[Trecho de um arquivo de dados]
__________

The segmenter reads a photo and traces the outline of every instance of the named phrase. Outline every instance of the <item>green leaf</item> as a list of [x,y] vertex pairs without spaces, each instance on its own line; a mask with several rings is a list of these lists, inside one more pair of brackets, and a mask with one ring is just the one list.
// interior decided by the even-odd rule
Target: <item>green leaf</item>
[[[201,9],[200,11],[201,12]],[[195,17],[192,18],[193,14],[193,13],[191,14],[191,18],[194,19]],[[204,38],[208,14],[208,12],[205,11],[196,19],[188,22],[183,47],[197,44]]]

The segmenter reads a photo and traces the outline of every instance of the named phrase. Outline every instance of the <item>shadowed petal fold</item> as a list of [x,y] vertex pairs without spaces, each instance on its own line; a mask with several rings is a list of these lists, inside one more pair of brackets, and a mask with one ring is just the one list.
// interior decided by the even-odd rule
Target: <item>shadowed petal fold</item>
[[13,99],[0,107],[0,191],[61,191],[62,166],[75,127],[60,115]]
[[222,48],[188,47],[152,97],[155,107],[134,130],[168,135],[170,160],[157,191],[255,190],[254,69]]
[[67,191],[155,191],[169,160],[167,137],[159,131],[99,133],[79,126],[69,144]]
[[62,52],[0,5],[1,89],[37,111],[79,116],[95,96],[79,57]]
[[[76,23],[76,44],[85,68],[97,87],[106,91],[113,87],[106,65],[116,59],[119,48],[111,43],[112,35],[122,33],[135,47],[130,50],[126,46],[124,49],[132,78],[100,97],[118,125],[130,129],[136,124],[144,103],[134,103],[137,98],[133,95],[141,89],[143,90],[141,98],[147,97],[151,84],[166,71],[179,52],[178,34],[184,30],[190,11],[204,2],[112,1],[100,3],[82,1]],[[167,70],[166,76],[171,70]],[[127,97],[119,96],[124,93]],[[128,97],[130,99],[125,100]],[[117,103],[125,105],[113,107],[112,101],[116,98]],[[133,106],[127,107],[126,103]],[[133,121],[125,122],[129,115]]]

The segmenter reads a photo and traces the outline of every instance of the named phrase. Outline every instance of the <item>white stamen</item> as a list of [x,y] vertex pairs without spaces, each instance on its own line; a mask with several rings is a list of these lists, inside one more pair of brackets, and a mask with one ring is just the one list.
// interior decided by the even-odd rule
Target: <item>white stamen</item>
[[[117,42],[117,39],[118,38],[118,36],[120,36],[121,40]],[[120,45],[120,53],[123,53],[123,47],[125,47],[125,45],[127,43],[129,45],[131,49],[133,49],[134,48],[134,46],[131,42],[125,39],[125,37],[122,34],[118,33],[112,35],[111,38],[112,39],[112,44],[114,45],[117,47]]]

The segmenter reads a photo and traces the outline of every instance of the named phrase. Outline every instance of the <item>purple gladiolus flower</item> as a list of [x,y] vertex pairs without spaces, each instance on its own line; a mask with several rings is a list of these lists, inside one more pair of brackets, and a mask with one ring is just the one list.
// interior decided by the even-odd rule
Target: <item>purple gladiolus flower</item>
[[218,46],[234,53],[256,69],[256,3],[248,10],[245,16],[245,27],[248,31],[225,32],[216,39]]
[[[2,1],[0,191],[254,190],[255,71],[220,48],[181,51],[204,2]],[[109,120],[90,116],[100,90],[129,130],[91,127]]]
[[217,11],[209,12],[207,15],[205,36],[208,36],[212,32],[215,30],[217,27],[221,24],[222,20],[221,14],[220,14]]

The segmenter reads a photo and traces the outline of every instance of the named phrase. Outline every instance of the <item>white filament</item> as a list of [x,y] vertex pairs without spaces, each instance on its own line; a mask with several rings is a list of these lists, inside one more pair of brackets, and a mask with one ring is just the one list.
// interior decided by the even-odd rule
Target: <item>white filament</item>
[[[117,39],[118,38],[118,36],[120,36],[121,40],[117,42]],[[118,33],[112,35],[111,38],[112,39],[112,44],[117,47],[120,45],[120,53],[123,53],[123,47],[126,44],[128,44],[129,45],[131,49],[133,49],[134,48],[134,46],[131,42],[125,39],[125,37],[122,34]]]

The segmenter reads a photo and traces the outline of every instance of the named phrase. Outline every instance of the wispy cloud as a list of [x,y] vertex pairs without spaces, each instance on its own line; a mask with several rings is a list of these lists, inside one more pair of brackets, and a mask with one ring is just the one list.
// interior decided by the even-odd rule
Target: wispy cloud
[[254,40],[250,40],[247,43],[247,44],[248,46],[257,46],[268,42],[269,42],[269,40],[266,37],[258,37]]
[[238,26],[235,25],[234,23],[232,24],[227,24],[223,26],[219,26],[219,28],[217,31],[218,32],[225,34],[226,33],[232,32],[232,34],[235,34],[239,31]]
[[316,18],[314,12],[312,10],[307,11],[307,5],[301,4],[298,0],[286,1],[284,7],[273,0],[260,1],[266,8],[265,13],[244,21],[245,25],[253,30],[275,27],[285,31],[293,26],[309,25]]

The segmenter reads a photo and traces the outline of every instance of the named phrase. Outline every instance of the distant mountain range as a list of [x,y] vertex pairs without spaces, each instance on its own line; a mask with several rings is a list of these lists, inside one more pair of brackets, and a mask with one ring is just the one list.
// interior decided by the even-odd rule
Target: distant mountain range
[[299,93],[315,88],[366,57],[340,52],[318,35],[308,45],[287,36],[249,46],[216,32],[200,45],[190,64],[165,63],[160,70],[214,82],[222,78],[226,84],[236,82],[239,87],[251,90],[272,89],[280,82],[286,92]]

__________

• **OBJETIVO**: Reescreva os itens a partir da linha que contém "of the distant" até o fim, trocando "distant" por "far-off" e deixando todo o resto igual.

• **SOLUÇÃO**:
The segmenter reads a photo and traces the outline of every instance of the named phrase. Outline every instance of the far-off mountain range as a list of [x,y] vertex pairs without spaces, each instance on its own line; a mask with several rings is a list of these lists, inside one more pair of brackets, and a mask with one ring is just the one list.
// interior decided by the even-odd rule
Target: far-off mountain range
[[299,93],[315,88],[366,57],[340,52],[318,35],[308,45],[287,36],[249,46],[216,32],[200,45],[190,64],[165,63],[160,70],[214,82],[222,78],[226,84],[236,82],[239,87],[251,90],[272,89],[280,82],[286,92]]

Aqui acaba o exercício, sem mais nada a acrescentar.